▶ [Directions for this task] Recast the records as a Markdown table with the columns Row and Line, starting at the line that contains "Identify the metal fence" and running through the end of the records, both ends included. Give each non-blank line its own numbered row and skip blank lines.

[Working data start]

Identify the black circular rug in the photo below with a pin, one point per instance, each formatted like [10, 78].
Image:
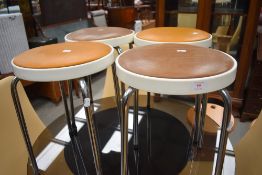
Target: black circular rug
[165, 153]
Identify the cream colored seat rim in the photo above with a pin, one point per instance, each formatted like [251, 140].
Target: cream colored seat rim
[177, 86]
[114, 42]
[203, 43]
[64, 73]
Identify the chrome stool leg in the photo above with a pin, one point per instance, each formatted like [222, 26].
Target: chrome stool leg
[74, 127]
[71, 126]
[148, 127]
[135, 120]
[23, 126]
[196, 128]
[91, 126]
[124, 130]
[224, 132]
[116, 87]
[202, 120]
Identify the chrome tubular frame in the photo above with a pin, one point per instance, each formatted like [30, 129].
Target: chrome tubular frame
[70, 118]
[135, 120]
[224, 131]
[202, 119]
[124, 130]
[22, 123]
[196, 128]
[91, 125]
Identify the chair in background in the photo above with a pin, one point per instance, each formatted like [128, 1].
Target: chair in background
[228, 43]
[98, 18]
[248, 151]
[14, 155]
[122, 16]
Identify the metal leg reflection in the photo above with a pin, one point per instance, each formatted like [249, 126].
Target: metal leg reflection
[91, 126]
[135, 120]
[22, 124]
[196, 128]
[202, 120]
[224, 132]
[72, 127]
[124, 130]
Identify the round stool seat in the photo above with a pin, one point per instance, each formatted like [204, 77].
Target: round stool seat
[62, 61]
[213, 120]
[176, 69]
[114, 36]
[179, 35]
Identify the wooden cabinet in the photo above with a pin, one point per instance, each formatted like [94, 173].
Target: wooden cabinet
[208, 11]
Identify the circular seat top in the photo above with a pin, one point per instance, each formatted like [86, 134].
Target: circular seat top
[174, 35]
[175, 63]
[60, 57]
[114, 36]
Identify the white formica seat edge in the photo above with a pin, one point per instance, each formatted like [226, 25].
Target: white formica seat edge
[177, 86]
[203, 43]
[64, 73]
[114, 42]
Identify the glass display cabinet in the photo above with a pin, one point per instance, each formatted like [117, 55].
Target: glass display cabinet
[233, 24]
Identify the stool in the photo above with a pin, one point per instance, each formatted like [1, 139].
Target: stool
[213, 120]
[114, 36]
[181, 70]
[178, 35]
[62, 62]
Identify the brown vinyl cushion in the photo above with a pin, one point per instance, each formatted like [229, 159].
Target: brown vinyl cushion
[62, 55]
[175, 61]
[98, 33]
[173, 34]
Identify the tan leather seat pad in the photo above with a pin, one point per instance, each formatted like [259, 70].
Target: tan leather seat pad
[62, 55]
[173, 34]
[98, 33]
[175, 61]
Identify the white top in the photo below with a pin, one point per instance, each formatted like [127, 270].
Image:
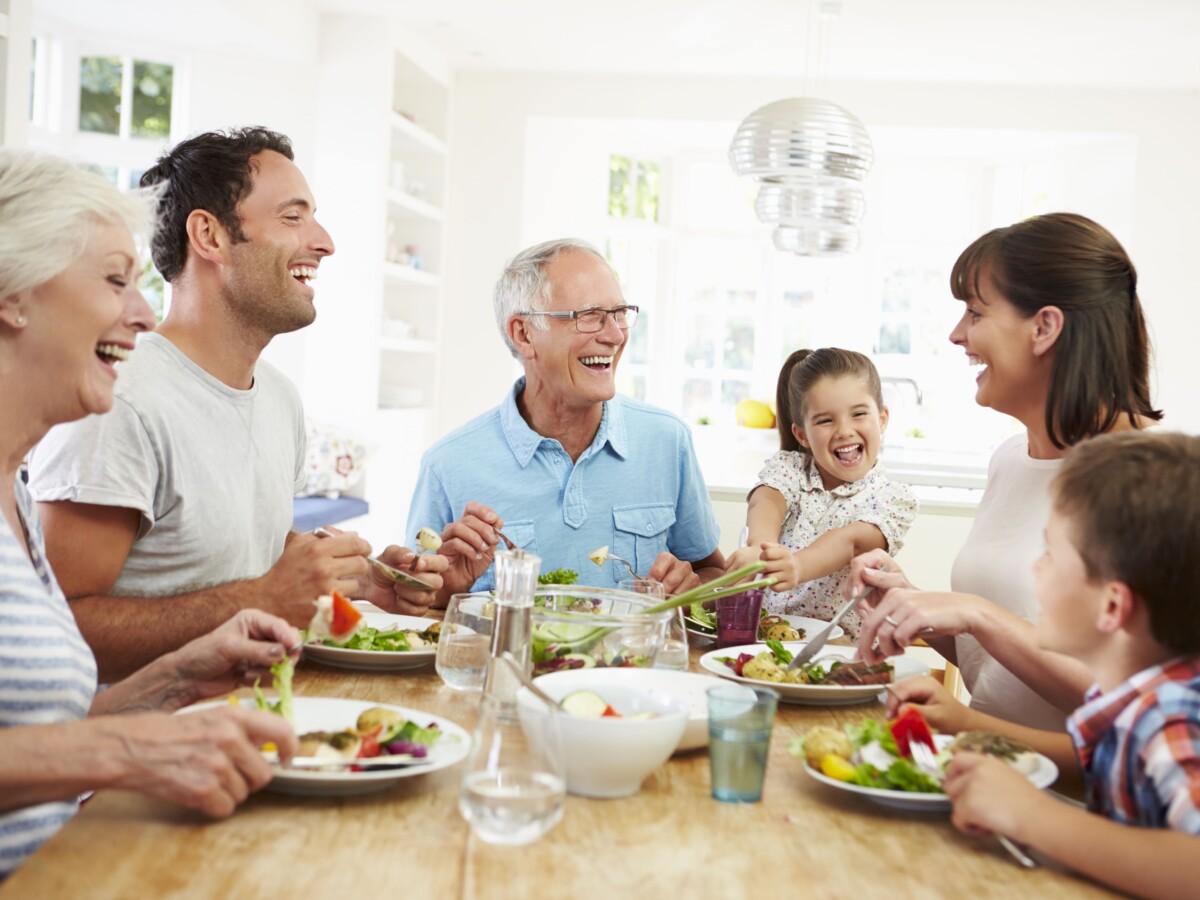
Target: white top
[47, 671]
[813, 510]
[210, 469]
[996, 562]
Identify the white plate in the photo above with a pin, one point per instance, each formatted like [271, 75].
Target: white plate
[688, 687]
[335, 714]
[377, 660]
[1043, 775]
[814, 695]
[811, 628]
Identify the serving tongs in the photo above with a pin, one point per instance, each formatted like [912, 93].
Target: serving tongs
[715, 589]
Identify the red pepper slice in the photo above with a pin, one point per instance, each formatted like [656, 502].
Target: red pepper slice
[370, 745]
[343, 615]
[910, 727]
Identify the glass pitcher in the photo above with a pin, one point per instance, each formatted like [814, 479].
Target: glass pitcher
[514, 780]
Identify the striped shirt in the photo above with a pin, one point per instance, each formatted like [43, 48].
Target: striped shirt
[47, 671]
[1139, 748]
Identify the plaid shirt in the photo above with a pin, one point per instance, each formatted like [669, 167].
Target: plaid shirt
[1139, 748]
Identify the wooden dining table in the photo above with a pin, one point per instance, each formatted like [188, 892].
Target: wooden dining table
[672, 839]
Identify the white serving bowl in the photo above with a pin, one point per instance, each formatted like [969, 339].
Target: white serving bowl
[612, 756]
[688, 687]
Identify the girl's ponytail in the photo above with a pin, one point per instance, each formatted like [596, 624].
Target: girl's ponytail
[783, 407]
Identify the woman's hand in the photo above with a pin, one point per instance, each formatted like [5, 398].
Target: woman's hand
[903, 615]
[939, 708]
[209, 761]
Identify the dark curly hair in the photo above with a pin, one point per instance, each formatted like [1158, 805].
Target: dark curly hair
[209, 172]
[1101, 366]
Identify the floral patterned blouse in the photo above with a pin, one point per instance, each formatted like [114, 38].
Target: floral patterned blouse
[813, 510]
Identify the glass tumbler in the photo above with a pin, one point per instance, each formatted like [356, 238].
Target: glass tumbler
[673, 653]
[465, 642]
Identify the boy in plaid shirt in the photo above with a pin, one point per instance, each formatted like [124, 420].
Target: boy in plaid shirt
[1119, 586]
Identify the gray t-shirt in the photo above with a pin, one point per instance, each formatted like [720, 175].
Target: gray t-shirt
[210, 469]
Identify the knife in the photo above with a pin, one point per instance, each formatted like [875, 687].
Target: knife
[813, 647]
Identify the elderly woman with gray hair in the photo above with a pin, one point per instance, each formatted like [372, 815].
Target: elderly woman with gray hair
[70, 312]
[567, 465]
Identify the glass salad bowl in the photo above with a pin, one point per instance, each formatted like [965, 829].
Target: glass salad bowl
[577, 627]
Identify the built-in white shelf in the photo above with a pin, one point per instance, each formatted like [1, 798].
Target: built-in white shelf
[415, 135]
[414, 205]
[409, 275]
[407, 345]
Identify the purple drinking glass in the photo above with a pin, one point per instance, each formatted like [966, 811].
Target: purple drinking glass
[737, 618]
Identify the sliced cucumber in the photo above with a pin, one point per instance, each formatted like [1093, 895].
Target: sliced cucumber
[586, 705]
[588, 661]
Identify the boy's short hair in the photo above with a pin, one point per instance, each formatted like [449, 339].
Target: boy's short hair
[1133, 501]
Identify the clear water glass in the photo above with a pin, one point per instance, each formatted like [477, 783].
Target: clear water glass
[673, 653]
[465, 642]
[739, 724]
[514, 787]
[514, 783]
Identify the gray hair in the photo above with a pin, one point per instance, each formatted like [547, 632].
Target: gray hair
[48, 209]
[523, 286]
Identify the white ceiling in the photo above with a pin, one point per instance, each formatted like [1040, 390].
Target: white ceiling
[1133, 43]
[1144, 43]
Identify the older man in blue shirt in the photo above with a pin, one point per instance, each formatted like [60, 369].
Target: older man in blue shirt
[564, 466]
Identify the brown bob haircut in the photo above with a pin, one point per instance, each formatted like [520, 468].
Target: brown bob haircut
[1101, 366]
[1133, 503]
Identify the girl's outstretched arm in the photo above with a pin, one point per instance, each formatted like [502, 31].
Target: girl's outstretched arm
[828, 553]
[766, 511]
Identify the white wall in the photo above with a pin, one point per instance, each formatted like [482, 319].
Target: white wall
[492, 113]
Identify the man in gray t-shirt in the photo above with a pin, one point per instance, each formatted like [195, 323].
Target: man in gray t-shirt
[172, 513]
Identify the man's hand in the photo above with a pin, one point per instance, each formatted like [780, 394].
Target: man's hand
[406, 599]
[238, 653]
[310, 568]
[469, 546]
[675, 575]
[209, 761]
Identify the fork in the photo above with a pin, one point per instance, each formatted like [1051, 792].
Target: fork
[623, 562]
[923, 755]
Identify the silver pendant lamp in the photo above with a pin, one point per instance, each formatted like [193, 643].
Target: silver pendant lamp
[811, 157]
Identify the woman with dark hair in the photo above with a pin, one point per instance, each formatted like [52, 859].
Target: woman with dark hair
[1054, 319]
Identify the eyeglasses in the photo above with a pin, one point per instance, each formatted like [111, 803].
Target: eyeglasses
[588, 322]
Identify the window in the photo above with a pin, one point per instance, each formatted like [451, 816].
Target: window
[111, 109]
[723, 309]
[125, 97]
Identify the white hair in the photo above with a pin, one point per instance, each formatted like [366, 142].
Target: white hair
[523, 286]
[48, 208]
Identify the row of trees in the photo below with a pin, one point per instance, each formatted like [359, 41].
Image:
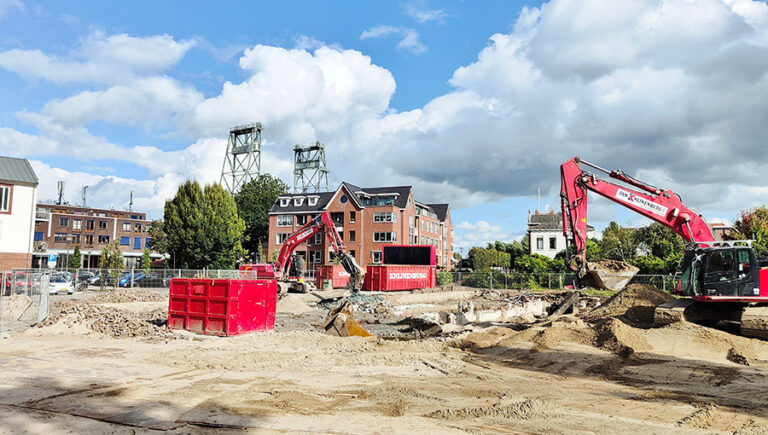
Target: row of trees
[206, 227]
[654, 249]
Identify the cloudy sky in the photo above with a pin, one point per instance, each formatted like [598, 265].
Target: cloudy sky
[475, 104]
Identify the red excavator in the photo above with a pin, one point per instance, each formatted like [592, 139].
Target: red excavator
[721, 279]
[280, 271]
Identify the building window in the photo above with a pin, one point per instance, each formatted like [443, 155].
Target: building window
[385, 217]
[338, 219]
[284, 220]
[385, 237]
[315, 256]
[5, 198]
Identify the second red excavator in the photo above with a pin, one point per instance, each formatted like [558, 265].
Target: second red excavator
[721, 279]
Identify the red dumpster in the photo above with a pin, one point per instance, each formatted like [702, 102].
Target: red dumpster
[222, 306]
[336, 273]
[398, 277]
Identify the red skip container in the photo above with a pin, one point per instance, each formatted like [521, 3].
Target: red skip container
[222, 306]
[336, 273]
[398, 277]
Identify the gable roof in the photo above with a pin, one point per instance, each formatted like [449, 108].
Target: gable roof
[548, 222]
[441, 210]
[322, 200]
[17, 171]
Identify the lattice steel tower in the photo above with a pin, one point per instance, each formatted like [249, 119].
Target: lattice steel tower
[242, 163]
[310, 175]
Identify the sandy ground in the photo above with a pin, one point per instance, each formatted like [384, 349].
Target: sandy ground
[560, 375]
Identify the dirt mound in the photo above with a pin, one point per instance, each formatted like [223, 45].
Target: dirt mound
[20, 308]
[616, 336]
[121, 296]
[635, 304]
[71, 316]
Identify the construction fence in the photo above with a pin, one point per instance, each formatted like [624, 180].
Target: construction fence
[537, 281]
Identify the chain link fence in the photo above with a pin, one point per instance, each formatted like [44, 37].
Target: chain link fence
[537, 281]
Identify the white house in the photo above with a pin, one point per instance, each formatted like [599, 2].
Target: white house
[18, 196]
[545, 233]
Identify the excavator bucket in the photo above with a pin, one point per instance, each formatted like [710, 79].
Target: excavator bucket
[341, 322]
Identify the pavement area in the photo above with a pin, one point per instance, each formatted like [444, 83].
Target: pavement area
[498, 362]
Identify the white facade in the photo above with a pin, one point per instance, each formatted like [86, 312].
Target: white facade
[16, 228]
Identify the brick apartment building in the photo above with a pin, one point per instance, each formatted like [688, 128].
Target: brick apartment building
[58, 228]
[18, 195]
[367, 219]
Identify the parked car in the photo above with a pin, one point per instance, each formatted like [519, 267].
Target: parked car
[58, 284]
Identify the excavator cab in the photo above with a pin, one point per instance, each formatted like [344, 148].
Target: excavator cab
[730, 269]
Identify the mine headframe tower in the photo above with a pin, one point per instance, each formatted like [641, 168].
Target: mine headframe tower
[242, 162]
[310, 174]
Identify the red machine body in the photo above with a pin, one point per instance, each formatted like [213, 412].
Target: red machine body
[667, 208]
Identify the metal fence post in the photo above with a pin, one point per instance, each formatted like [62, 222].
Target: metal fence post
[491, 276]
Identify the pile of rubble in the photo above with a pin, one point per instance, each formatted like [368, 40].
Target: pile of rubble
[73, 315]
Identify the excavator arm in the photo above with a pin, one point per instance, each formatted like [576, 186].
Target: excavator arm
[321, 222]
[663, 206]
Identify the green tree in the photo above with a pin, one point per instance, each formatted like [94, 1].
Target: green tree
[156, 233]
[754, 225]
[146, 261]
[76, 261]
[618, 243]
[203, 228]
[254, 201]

[Working data end]

▶ [Reply]
| Row | Line |
|---|---|
| 1 | Identify the metal fence post in the photo above with a pin, one point per instance, each formatted like [62, 222]. |
| 2 | Target: metal fence post |
| 3 | [491, 276] |
| 4 | Identify the pile of rubble in the photo above with a pin, one point per instance, each formatted like [368, 40]. |
| 5 | Target: pile of rubble |
| 6 | [73, 315] |
| 7 | Identify the excavator arm in the photo above with a pin, one point per instance, each formatted like [576, 186]. |
| 8 | Target: excavator arm |
| 9 | [321, 222] |
| 10 | [663, 206] |
| 11 | Identify the green tree in the photo above with a pin, one point per instance, each formatted like [94, 1]. |
| 12 | Target: green tree |
| 13 | [156, 233] |
| 14 | [754, 225] |
| 15 | [146, 261] |
| 16 | [76, 261] |
| 17 | [618, 243] |
| 18 | [203, 228] |
| 19 | [254, 201] |